As the day of reckoning for legal services funding nears in Congress, a grassroots South Florida committee is launching a letter-writing campaign to save the program from the political ax.

Xavier Cortada, a University of Miami professor, heads the South Florida drive to preserve funding for the Legal Services Corp. which subsidizes Legal Services of Greater Miami Inc.  The House Budget Committee has recommended phasing out the stipend over the next five years.

"For years the Legal Services Corp. has been under attack, and that attack has been focused this spring," Cortada said.  "The mood in Congress is to curb the national deficit, and legal services could be a victim."

So Cortada, South Florida coordinator for Floridians for Access to Justice, is mailing letters to lawyers and business leaders urging them to bombard South Florida's congressional delegation with notes supporting legal services.

"We're saying we're willing to take a cut, but don't eliminate our program," Cortada said.  "Maintaining this program is important for keeping an ordered society.  It gives those who have problems but little money an avenue for finding justice within the system, rather than in the street."

---

● Exercises
#1 Answer these questions from the legal services funding article:
(a) Which body has recommended phasing out the stipend, and over what period?
(b) What organization does Cortada serve as South Florida coordinator for?
(c) To whom is Cortada mailing letters?
#2 Repeat the passage of the legal services funding article between "Xavier Cortada, a" and "supporting legal services.", inclusive.
The listing that comes next is separate material with no connection to the legal services funding article.

● The data

---

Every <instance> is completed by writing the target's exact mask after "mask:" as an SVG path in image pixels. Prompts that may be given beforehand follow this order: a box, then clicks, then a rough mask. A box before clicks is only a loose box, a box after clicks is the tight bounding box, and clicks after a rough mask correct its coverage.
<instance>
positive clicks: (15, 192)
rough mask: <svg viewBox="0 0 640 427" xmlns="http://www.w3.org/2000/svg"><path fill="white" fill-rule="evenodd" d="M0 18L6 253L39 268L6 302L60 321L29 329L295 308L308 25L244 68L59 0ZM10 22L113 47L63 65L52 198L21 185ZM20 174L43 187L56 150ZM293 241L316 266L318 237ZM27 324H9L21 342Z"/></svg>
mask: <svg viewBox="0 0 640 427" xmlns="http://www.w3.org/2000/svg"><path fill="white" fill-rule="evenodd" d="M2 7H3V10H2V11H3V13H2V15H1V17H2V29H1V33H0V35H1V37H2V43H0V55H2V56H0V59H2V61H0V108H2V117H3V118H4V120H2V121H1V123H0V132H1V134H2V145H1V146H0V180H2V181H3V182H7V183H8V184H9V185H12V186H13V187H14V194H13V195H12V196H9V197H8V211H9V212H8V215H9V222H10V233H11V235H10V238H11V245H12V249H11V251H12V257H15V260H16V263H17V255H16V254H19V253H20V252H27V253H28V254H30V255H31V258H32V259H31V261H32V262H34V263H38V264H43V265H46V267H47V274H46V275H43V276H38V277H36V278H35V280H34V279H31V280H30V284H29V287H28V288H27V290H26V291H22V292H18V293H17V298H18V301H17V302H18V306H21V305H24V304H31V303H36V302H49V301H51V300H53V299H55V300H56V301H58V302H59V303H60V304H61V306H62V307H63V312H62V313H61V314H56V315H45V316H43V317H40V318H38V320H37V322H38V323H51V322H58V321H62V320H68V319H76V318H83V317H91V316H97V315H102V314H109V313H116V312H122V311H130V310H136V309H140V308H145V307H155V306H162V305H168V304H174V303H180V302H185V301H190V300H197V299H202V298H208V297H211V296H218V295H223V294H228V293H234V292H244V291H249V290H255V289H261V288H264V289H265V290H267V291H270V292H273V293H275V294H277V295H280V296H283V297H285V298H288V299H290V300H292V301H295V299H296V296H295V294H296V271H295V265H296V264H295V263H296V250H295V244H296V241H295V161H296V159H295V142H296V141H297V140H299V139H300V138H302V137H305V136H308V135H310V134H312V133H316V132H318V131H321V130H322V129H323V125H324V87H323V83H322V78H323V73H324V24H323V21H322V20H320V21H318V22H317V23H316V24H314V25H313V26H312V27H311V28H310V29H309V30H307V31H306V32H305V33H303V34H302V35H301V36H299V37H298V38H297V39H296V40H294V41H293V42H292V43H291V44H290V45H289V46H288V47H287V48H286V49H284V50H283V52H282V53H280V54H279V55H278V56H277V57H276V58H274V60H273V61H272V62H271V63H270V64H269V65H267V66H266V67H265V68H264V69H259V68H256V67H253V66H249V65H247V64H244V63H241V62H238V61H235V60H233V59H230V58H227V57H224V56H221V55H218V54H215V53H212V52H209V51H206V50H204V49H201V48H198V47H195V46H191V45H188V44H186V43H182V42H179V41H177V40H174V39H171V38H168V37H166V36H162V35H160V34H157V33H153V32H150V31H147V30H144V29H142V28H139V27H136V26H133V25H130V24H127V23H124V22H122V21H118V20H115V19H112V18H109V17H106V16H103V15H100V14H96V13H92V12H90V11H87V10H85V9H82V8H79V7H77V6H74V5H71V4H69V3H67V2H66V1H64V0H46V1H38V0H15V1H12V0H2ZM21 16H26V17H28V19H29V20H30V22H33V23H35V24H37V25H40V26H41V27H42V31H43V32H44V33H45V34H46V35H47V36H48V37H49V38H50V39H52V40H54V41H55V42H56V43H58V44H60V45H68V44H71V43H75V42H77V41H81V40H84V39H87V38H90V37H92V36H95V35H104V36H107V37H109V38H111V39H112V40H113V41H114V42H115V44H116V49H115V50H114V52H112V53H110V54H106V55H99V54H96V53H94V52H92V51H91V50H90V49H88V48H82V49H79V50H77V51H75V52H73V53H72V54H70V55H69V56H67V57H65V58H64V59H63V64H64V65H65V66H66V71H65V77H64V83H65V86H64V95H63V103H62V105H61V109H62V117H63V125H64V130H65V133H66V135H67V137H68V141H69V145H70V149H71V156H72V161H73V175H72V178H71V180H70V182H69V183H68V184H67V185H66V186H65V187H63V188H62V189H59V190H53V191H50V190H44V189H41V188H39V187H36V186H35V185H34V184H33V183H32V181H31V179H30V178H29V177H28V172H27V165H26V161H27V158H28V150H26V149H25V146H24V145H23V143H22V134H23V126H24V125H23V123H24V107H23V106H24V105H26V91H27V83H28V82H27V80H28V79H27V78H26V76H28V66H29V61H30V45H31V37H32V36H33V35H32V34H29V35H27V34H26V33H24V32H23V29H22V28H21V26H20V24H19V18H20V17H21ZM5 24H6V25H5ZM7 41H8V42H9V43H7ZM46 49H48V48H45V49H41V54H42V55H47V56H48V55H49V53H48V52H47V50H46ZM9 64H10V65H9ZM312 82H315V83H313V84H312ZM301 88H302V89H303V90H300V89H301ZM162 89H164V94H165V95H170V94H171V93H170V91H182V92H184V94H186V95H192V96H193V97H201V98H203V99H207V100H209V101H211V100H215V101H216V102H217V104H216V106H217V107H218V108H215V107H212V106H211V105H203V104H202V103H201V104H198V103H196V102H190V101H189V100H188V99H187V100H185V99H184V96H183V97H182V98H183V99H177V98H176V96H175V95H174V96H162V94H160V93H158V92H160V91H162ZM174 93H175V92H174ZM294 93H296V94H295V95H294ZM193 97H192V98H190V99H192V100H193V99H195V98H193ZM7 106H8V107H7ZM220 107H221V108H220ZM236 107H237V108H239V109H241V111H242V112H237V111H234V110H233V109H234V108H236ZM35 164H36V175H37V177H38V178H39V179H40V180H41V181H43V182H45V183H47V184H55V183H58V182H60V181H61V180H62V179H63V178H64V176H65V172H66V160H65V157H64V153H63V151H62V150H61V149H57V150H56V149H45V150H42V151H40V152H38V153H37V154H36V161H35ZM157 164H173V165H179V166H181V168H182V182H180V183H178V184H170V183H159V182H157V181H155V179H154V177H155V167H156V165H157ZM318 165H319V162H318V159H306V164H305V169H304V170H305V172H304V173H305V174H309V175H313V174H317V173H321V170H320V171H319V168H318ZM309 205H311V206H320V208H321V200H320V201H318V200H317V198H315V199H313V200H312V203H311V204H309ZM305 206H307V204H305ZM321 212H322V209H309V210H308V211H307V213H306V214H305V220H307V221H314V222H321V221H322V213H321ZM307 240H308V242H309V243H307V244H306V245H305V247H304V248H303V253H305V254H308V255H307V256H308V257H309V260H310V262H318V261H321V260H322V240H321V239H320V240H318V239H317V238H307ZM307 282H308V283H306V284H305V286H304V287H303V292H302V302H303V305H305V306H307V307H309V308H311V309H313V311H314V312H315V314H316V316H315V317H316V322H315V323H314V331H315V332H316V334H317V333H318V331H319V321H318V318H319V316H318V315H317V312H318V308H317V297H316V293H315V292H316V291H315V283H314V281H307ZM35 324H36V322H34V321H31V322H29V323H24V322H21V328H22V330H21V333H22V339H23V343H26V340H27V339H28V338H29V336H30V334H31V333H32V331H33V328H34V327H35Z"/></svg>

---

● Answers for the tasks
#1
(a) The House Budget Committee, over the next five years.
(b) Floridians for Access to Justice.
(c) Lawyers and business leaders.

#2
Xavier Cortada, a University of Miami professor, heads the South Florida drive to preserve funding for the Legal Services Corp. which subsidizes Legal Services of Greater Miami Inc.  The House Budget Committee has recommended phasing out the stipend over the next five years.

"For years the Legal Services Corp. has been under attack, and that attack has been focused this spring," Cortada said.  "The mood in Congress is to curb the national deficit, and legal services could be a victim."

So Cortada, South Florida coordinator for Floridians for Access to Justice, is mailing letters to lawyers and business leaders urging them to bombard South Florida's congressional delegation with notes supporting legal services.